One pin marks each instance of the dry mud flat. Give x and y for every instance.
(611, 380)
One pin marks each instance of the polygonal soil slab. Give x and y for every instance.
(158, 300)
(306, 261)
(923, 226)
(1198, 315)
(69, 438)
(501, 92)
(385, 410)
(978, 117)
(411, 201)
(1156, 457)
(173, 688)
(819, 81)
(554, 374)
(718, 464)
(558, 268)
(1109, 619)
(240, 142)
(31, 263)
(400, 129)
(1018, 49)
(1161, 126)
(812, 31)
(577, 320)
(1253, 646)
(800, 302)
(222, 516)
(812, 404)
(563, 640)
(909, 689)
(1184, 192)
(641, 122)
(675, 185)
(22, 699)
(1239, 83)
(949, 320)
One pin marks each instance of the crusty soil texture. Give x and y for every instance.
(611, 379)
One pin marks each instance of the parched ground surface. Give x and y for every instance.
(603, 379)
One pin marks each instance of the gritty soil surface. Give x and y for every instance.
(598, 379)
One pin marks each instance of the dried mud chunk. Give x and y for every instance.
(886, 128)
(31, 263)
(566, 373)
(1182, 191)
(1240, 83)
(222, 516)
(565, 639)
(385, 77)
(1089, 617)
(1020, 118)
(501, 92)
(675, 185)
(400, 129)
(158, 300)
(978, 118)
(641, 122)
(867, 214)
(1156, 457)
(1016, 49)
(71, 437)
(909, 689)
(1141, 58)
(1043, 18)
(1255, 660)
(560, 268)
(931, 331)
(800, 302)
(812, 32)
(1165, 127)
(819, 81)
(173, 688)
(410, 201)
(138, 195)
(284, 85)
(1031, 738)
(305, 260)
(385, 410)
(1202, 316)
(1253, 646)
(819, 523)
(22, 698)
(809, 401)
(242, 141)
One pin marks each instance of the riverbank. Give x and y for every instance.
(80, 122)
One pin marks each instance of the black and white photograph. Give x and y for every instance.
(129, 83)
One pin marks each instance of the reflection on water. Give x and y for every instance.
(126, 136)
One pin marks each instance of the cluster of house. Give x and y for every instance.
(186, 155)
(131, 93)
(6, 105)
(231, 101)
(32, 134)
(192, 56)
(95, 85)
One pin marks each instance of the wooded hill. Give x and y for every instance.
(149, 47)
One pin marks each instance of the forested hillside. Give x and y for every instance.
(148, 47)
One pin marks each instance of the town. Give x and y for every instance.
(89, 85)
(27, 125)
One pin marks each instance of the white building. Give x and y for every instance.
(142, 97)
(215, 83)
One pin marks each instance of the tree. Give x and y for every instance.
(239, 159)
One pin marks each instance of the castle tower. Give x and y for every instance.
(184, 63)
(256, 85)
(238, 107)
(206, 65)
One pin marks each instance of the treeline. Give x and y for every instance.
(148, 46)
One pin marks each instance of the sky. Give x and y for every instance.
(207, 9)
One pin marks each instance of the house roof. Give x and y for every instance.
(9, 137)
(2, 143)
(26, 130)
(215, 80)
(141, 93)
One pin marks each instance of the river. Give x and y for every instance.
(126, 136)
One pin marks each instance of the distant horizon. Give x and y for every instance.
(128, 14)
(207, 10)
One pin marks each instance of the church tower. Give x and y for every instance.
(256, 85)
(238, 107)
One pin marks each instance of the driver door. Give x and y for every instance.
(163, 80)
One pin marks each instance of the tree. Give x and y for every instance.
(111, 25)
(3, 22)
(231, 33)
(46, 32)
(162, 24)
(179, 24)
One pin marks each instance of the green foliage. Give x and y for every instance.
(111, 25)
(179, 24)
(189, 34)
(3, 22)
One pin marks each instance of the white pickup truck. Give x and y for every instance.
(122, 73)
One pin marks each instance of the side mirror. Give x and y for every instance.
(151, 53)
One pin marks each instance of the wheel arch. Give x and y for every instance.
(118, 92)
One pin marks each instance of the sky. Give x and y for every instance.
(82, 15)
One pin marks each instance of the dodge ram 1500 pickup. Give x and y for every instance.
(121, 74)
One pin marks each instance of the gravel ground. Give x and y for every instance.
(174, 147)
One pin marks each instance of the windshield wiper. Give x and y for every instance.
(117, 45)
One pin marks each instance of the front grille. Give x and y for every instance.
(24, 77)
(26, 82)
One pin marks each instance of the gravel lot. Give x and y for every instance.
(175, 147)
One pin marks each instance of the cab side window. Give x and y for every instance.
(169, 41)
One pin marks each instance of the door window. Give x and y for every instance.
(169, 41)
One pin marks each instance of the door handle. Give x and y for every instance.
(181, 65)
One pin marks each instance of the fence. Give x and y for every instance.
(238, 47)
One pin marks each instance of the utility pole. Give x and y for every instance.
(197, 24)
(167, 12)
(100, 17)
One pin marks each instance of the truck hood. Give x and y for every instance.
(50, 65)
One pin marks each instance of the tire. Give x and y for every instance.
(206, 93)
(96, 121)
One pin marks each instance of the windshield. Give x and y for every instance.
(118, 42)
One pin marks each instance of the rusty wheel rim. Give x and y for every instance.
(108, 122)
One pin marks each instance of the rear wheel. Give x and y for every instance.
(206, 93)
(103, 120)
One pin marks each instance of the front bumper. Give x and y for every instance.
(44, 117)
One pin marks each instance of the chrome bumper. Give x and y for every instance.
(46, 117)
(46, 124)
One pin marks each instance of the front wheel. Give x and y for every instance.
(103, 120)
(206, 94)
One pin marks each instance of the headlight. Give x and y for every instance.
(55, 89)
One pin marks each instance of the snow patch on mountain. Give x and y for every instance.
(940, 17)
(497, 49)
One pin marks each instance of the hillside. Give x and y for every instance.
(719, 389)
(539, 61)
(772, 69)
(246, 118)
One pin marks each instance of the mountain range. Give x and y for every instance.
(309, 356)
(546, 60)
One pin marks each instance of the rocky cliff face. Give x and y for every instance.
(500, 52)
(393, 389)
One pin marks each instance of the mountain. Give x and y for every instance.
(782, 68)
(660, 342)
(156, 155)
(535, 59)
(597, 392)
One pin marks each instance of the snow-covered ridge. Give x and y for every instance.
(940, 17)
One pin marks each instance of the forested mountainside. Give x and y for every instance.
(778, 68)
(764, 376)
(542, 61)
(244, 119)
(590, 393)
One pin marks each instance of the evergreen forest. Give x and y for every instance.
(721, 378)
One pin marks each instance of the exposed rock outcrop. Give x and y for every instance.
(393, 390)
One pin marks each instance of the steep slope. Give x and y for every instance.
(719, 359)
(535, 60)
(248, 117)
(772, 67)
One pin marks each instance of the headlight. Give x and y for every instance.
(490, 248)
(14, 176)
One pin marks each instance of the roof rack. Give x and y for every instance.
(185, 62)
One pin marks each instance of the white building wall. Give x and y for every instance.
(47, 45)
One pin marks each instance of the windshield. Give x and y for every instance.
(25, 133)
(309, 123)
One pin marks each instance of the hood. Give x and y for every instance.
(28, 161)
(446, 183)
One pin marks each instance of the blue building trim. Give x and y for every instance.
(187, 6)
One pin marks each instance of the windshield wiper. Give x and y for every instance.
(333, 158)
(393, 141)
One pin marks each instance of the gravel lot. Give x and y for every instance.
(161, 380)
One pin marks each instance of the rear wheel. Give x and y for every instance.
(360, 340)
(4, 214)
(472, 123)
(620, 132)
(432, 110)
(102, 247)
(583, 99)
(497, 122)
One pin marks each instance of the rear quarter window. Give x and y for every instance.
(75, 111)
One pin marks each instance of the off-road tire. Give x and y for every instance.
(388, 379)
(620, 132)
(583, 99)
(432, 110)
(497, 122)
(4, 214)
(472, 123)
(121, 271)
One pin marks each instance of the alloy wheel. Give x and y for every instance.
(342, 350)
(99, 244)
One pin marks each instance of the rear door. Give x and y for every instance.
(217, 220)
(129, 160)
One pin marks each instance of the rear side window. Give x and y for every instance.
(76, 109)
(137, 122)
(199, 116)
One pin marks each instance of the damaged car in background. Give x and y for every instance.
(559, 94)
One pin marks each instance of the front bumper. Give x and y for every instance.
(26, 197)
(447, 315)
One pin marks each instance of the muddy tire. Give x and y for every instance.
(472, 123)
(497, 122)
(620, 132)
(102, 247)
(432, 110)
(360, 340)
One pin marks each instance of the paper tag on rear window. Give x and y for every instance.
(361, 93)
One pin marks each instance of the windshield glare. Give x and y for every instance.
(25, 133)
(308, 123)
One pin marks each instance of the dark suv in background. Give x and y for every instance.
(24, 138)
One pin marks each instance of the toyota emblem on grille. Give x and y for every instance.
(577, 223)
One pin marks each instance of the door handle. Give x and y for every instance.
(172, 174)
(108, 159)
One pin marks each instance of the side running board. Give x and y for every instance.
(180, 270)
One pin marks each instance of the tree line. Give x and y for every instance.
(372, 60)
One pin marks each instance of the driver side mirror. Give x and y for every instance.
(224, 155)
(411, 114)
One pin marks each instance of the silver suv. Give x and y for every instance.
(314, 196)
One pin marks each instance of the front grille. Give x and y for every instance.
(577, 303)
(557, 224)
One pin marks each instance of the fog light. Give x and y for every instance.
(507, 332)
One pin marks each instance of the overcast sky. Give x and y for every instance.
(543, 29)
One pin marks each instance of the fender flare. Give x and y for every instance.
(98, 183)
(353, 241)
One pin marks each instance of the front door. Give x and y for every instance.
☆ ☆ ☆ ☆
WHAT TO PRODUCE.
Please copy out the items word for word, starting at the line that contains "One pin marks each instance of the windshield glare." and ending at the final line of the items, with both of those lines included.

WRITTEN REPLY.
One pin marks each instance of the windshield glare. Give x and y for every instance.
(25, 133)
(308, 123)
One pin marks each instance of the dark suv in background. Give x and y for every instance.
(24, 138)
One pin marks each instance of the toyota emblem on grille. Give x and y for every instance.
(577, 223)
One pin marks each instance of the door handle. Give x and y for every instance.
(172, 174)
(108, 159)
One pin marks each instance of the side running board. Give x and y for every instance.
(180, 270)
One pin marks each instance of the tree line. Give x and y for every instance.
(372, 60)
One pin marks each instance of the driver side mirror. Give x and y for every instance.
(224, 155)
(411, 114)
One pin marks each instance of the silver suv. Give x and y for every instance.
(314, 196)
One pin marks each instance of the front grille. Give x and y for every instance.
(577, 303)
(557, 224)
One pin marks each instance of the fog light. Give x and y for every instance.
(507, 332)
One pin marks each instance of the overcast sky. Give x and y for every instance.
(543, 29)
One pin marks each instance of the fender flare. Give x and y for every instance.
(98, 183)
(353, 241)
One pin marks each instance of the front door. Give x and y for every instance.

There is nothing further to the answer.